## Document extract
━━━━━━

The talent involved in this project is bottomless. To name a couple: Ibrahim Ferrer (born at a social club dance), who performed with Orquesta de Chepin, one of the most famous Cuban dance orchestras of the 1950s, Banda Gigante (of the legendary Benny Moré); and Teresa García Caturla (daughter to the renowned composer Alejandro García Caturla), who lead the Azuquita Quartet, Las d' Aida, through Panama, the Caribbean, Mexico, Spain, Finland and Africa in the mid-'70s. The magnitude of this line-up could be compared to an American ensemble consisting of Billie Holiday, Louis Armstrong, Miles Davis, John Coltrane and Thelonious Monk.


Throw out any preconceived notions of what Cuban music should sound like. You'll need no prerequisites as you hear the All Stars bend their way through a variety of traditional Cuban styles including Danzón, Son-Montuno, Afro, Mambo and Guajira. Once the sounds reach your ears, your feet will lead you to believe they've been leaving your body for midnight rendezvous with dance floors in Cuban hotels.

━━━━━━

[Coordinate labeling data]
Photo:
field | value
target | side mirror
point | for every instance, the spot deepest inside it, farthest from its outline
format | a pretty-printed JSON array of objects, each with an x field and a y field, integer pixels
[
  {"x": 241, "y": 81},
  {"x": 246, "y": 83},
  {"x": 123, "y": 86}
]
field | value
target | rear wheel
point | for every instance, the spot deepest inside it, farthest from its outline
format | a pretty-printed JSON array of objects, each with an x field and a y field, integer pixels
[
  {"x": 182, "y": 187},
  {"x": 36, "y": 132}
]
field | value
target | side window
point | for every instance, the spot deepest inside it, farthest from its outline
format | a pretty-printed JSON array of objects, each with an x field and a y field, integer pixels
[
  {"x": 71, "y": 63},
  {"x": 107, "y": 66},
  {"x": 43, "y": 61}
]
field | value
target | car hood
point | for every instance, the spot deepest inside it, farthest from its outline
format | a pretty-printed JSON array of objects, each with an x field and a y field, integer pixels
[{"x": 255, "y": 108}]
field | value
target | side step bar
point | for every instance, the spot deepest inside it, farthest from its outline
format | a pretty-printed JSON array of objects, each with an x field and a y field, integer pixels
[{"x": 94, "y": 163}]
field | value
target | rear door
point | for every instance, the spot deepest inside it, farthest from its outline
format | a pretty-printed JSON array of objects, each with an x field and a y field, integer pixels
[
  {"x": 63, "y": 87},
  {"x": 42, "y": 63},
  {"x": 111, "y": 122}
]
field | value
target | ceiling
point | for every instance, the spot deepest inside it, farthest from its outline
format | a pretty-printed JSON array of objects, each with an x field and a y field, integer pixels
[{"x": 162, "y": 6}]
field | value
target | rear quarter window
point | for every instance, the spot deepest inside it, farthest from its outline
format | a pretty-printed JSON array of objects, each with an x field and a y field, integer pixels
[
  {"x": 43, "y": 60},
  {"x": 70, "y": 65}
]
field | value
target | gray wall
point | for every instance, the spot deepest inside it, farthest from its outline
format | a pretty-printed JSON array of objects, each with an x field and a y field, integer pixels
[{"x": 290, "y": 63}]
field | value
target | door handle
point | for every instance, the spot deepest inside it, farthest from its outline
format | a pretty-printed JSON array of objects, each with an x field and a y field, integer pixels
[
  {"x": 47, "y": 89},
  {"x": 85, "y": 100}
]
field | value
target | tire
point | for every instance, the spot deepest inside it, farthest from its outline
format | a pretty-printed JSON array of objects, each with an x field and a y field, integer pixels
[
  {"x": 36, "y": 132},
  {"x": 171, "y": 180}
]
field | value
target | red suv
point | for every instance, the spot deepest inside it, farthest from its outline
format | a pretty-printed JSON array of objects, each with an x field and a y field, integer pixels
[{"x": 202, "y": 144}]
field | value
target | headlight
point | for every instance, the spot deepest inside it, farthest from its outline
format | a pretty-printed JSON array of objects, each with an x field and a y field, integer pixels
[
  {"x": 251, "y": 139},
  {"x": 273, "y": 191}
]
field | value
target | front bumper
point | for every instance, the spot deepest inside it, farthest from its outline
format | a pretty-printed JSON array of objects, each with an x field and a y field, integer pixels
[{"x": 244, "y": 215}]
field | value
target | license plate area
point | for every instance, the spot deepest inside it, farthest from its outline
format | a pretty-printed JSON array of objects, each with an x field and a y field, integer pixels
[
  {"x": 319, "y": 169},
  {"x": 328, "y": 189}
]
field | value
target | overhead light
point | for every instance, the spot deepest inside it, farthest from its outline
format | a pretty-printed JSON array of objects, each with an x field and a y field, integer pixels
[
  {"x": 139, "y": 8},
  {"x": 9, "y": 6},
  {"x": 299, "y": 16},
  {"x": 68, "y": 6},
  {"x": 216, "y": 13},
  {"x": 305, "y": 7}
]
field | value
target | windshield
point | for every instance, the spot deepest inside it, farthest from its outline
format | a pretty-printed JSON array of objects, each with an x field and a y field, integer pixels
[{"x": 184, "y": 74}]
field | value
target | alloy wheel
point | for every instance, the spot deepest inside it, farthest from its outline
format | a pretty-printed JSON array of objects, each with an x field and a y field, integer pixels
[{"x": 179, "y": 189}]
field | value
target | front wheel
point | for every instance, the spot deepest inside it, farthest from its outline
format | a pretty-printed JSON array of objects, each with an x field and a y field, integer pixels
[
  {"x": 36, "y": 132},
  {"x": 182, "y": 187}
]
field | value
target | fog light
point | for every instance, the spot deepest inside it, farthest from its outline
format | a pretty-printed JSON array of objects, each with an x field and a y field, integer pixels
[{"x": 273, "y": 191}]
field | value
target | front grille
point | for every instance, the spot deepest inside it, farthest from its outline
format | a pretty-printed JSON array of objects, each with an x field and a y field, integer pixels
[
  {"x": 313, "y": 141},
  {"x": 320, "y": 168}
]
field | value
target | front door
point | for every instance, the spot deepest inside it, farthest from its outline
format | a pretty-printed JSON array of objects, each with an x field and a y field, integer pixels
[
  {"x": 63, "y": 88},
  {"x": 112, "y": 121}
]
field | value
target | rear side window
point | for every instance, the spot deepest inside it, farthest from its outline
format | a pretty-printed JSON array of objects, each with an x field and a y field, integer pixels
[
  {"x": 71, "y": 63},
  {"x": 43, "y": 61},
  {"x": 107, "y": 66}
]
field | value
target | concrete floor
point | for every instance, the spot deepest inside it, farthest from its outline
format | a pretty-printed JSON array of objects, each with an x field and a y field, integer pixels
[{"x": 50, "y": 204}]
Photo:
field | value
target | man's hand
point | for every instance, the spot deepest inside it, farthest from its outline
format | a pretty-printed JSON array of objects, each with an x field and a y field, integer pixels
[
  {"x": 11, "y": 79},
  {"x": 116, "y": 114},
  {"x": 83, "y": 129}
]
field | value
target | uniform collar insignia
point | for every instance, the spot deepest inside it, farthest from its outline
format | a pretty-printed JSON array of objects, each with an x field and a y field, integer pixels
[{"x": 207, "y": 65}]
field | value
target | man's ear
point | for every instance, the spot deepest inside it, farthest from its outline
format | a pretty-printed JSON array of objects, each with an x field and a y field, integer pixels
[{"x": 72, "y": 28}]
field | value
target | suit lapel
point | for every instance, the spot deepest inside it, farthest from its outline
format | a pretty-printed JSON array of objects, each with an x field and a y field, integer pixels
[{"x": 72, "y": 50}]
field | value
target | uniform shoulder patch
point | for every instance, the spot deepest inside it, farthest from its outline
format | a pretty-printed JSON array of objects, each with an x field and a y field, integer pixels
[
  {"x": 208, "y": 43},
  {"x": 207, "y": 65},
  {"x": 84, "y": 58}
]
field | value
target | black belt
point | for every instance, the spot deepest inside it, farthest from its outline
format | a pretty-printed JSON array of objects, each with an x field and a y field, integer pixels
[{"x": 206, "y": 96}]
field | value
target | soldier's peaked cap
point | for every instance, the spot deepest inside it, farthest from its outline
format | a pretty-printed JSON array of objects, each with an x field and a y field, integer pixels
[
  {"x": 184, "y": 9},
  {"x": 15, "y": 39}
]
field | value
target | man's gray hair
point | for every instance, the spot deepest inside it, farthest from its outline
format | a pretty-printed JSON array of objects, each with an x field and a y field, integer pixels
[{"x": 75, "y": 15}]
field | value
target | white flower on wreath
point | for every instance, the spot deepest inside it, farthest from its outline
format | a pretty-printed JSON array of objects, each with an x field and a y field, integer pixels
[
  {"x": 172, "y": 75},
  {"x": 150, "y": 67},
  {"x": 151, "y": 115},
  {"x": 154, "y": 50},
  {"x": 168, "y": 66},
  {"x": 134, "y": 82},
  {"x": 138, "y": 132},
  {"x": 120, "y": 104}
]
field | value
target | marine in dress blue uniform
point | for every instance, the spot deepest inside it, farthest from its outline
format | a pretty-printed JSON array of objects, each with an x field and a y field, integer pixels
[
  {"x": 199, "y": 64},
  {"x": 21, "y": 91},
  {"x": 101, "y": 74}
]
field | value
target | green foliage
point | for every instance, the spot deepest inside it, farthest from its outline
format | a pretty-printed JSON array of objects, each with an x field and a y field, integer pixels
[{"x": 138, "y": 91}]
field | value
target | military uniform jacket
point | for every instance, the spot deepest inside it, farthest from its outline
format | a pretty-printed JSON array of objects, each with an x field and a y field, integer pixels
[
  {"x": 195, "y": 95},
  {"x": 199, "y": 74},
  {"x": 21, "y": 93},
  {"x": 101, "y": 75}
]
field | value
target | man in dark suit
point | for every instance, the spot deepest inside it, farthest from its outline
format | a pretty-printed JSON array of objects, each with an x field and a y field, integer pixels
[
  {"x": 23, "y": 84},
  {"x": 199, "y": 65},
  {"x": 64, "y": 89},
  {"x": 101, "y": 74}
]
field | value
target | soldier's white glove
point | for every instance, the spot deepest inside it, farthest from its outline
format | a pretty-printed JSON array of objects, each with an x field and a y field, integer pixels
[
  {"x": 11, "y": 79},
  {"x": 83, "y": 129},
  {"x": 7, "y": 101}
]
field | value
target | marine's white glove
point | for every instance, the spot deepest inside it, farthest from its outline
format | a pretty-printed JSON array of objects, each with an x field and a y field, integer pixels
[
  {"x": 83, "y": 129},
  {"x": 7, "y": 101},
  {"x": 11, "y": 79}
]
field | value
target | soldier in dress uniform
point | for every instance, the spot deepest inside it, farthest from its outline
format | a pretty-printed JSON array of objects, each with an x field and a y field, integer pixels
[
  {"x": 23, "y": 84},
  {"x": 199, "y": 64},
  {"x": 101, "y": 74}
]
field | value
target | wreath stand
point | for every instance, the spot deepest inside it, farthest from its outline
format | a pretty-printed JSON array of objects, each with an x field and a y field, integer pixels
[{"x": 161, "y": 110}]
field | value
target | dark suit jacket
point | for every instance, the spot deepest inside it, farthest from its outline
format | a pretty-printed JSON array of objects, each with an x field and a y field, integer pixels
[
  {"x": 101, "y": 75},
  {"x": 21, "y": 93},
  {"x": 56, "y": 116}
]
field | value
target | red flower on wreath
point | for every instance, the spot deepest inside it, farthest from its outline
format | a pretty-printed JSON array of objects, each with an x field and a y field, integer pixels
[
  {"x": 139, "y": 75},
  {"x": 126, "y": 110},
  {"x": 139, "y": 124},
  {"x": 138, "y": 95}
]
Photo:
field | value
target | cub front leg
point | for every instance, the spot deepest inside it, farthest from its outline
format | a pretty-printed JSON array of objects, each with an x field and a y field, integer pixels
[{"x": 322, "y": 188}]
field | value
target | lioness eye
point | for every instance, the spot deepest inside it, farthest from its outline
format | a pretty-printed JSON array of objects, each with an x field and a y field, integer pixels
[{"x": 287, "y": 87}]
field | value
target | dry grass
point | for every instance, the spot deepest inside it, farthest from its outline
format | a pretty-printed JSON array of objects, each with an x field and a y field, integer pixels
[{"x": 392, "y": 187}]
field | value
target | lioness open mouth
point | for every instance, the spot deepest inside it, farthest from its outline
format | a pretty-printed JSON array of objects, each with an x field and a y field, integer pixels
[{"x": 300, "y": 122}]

━━━━━━

## Written tasks
**a.** Name each traditional Cuban style that the text on the Cuban All Stars ensemble says the group performs.
**b.** Carry the text on the Cuban All Stars ensemble forward with a further passage that follows on from its final sentence.

## Answers for the tasks
**a.** Danzón, Son-Montuno, Afro, Mambo, Guajira

**b.**
Due to embargo, traditional Cuban rites are virgin to most American ears. And this is true not only of the music, but the hard realities of the lives of those who create it. Small state pensions support a large number of classic musicians, who like Ibrahim Ferrer, often supplement this by earning $15 a month shining shoes. Reaching over all of the adjectives that could explain the All Stars' powerful stance in music, Ferrer best describes the emotions that ground them: "I'm so happy. I don't have to shine shoes anymore."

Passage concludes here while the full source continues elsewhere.